Input records |
= = = = = = =

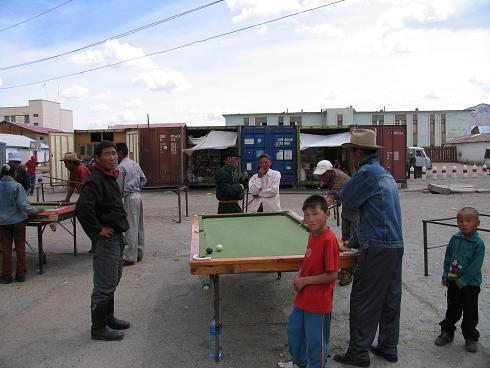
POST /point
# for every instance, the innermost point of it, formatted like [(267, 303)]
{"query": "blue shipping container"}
[(279, 142)]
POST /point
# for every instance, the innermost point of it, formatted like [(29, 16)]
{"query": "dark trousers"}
[(229, 208), (462, 301), (375, 301), (108, 261), (13, 233)]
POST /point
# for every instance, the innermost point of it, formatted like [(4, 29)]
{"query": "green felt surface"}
[(252, 235)]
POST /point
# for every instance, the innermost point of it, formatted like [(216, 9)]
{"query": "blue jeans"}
[(308, 335), (108, 260)]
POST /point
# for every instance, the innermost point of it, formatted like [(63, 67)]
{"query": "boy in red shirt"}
[(309, 323)]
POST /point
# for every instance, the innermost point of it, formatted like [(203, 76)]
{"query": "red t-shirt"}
[(322, 255), (78, 177), (31, 166)]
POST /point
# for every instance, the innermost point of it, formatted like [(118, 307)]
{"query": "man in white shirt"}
[(264, 186)]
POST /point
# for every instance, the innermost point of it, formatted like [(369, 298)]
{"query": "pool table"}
[(54, 212), (251, 242)]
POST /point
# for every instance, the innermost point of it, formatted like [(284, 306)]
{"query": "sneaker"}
[(289, 364), (443, 339), (470, 346)]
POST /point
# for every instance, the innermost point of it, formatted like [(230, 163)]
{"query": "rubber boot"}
[(100, 330), (113, 322)]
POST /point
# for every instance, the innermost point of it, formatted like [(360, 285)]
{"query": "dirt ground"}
[(45, 321)]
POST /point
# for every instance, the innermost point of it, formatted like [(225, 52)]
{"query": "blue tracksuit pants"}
[(308, 335)]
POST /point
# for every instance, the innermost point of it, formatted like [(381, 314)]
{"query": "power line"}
[(36, 16), (127, 33), (177, 47)]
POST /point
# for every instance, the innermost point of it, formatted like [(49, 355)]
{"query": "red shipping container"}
[(161, 155)]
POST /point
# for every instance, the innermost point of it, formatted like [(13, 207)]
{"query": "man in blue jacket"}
[(376, 289)]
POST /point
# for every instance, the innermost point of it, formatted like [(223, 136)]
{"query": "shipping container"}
[(279, 142), (86, 140), (393, 155), (309, 157), (161, 156), (59, 144), (202, 164)]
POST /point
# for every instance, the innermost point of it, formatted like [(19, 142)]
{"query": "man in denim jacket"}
[(376, 290)]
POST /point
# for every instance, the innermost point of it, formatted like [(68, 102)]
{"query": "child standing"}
[(309, 323), (462, 277), (13, 216)]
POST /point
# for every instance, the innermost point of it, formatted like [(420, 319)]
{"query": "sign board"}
[(34, 145)]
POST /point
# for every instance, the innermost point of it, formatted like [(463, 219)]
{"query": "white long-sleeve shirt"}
[(265, 191)]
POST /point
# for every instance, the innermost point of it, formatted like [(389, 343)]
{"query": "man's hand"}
[(299, 283), (106, 232)]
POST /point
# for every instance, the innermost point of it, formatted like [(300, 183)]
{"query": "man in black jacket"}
[(101, 213), (229, 187)]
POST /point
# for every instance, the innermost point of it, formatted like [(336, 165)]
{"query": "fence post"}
[(426, 253)]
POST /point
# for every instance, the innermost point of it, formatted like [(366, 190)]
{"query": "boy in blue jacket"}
[(462, 277)]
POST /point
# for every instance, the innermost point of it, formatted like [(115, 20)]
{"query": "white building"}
[(424, 128), (39, 113)]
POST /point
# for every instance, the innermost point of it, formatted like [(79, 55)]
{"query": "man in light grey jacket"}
[(131, 180)]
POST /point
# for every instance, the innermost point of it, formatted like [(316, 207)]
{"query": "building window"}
[(260, 120), (378, 120), (296, 120), (400, 119), (432, 129), (340, 119), (443, 129), (414, 133)]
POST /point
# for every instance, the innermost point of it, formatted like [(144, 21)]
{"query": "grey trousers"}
[(375, 301), (134, 238), (107, 267)]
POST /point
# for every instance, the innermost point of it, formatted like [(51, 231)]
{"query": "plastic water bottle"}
[(212, 339)]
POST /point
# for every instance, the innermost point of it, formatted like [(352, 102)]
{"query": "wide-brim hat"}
[(70, 157), (232, 152), (362, 138)]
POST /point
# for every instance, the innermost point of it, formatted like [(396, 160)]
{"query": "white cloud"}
[(100, 108), (482, 83), (113, 52), (74, 93), (134, 103), (159, 80), (324, 28)]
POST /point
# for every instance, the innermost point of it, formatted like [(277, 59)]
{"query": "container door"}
[(59, 144), (253, 144), (283, 149)]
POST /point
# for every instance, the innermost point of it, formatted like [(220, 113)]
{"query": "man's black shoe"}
[(392, 358), (347, 360)]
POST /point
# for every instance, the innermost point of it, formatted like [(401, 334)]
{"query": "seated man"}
[(264, 186)]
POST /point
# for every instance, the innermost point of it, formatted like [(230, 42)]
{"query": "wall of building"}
[(472, 152)]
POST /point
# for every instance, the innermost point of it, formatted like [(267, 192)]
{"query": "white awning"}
[(215, 139), (315, 140)]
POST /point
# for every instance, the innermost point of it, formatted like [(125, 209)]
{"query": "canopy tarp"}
[(315, 140), (215, 139)]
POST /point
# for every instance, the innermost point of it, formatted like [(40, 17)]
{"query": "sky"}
[(369, 54)]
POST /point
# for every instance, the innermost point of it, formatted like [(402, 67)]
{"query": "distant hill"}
[(480, 115)]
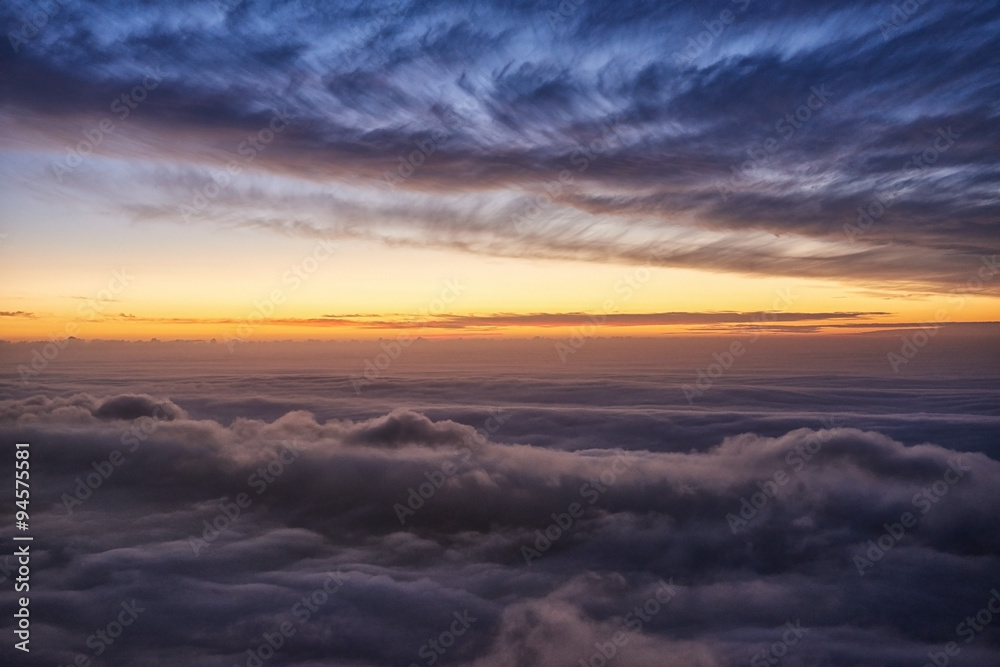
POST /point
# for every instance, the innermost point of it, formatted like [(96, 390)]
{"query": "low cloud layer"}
[(419, 527)]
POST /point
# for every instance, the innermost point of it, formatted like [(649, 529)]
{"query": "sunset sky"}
[(550, 163), (557, 333)]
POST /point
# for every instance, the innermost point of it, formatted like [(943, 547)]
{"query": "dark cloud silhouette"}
[(658, 135)]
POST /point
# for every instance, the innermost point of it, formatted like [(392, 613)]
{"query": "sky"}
[(667, 162), (423, 495), (577, 333)]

= = = = = = =

Objective |
Rewrite the rows as a JSON list of strings, one string per line with blank lines dropped, starting at the beginning of the rows and ending at the line that contains "[(100, 330), (113, 322)]", both ends included. Leave the pictures out of the answer.

Worked solution |
[
  "POST /point",
  "# for every instance, the innermost point of it, formatted like [(267, 303)]",
  "{\"query\": \"blue shipping container\"}",
  "[(279, 142)]",
  "POST /point",
  "# for every instance, the innermost point of it, formatted like [(29, 16)]",
  "{\"query\": \"dark trousers\"}",
  "[(229, 208), (462, 301), (375, 301), (108, 261), (13, 233)]",
  "POST /point",
  "# for every instance, the innermost point of it, formatted like [(4, 29)]",
  "{\"query\": \"green felt surface\"}",
  "[(252, 235)]",
  "POST /point",
  "# for every instance, the innermost point of it, formatted like [(216, 9)]",
  "{\"query\": \"blue jeans\"}",
  "[(308, 335), (108, 260)]",
  "POST /point",
  "# for every instance, the innermost point of it, formatted like [(63, 67)]",
  "{\"query\": \"boy in red shirt\"}",
  "[(309, 323)]",
  "POST /point",
  "# for every instance, the innermost point of it, formatted like [(203, 76)]",
  "{\"query\": \"red t-shirt\"}",
  "[(322, 255), (78, 177), (31, 166)]",
  "POST /point",
  "# for every instance, the innermost point of it, formatted like [(118, 307)]",
  "{\"query\": \"man in white shirt\"}",
  "[(264, 186)]",
  "POST /point",
  "# for every instance, the innermost point of it, formatted like [(369, 298)]",
  "{\"query\": \"pool table\"}",
  "[(54, 212), (251, 242)]",
  "POST /point",
  "# for every instance, the innermost point of it, formatted like [(284, 306)]",
  "{\"query\": \"sneaker\"}",
  "[(289, 364), (443, 339), (470, 346)]",
  "POST /point",
  "# for every instance, the innermost point of it, formatted like [(230, 163)]",
  "{\"query\": \"rubber boot\"}",
  "[(100, 330), (113, 322)]"
]